# [The exercise]
What do the lines say from the one containing "Please put a point on each instance of the dark" to the end of the records? Restate them word for word, and only those.

··· Records supplied

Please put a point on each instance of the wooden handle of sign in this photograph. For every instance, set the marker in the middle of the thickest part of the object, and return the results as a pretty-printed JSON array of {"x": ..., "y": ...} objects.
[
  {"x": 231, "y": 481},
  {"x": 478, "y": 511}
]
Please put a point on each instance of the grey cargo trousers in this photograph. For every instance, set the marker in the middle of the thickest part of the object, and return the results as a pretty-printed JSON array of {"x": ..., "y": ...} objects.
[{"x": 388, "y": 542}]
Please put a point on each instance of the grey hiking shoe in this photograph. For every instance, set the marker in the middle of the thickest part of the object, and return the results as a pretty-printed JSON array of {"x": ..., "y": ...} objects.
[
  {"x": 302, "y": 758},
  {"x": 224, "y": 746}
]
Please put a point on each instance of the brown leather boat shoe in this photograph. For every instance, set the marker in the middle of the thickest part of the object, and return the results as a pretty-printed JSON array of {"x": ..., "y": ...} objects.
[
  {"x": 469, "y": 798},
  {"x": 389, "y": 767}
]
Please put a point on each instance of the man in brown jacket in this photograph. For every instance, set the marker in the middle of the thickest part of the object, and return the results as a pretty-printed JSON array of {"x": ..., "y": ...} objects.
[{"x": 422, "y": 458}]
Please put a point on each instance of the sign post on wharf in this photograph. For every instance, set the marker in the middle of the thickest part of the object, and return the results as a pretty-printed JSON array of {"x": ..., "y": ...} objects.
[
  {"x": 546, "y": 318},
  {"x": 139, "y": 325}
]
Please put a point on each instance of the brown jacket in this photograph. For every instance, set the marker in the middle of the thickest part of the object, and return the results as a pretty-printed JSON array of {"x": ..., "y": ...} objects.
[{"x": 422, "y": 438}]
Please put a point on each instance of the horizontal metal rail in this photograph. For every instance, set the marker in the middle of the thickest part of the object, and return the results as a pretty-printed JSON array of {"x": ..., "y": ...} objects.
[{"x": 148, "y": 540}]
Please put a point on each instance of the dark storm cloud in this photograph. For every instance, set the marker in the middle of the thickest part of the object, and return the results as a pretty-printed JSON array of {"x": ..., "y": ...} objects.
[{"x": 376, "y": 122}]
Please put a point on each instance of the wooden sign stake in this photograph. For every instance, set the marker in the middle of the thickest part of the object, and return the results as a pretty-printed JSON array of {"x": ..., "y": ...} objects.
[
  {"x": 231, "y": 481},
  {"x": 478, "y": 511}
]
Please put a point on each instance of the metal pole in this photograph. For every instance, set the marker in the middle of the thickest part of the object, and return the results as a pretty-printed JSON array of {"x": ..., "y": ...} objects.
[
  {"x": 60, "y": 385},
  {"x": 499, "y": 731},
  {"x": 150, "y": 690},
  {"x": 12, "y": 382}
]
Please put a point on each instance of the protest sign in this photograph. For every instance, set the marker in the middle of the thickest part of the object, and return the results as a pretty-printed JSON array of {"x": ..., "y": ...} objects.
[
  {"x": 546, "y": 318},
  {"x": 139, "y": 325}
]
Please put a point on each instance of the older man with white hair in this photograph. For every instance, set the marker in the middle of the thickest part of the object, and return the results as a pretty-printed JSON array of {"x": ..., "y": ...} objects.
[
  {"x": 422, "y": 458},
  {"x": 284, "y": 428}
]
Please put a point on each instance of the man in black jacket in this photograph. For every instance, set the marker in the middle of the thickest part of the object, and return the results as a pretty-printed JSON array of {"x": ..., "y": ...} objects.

······

# [Answer to this exercise]
Please put a point on each instance of the dark storm cloud in this photograph. For every instance, set the marker in the middle of the thickest part of the object, and return the results as a pretty-printed JSON array of {"x": ..., "y": ...} objects.
[{"x": 376, "y": 122}]
Please put a point on each instance of the wooden sign stake in this photograph. For every instance, set the marker in the middle of the thickest part of the object, and return the results as a pretty-printed JSON array of {"x": ..., "y": ...} objects.
[
  {"x": 231, "y": 481},
  {"x": 478, "y": 511}
]
Please put a point on each instance of the metal pole in this photograph. For every instance, set the marker in the middle of the thickest part of the object, and return the results as a pretty-printed JSON array of {"x": ..., "y": ...} objects.
[
  {"x": 60, "y": 385},
  {"x": 499, "y": 731},
  {"x": 150, "y": 690},
  {"x": 12, "y": 382}
]
Please put a point on each instance of the protest sign in this photograph. For every instance, set the marker in the middle of the thickest part of the object, and return the results as a pretty-printed JSON array of {"x": ..., "y": ...} objects.
[
  {"x": 546, "y": 318},
  {"x": 139, "y": 325}
]
Please put a point on each instance of the older man with white hair in this photograph. For every instance, set the marker in the middle of the thickest part of the object, and return the results as a pretty-printed JSON array of {"x": ..., "y": ...} objects.
[
  {"x": 422, "y": 458},
  {"x": 284, "y": 428}
]
Please put a point on each instance of the man in black jacket in this photograph. For every instance, set the marker in the middle of the thickest part of the object, and return the results as a pretty-printed JSON array of {"x": ..., "y": ...} objects.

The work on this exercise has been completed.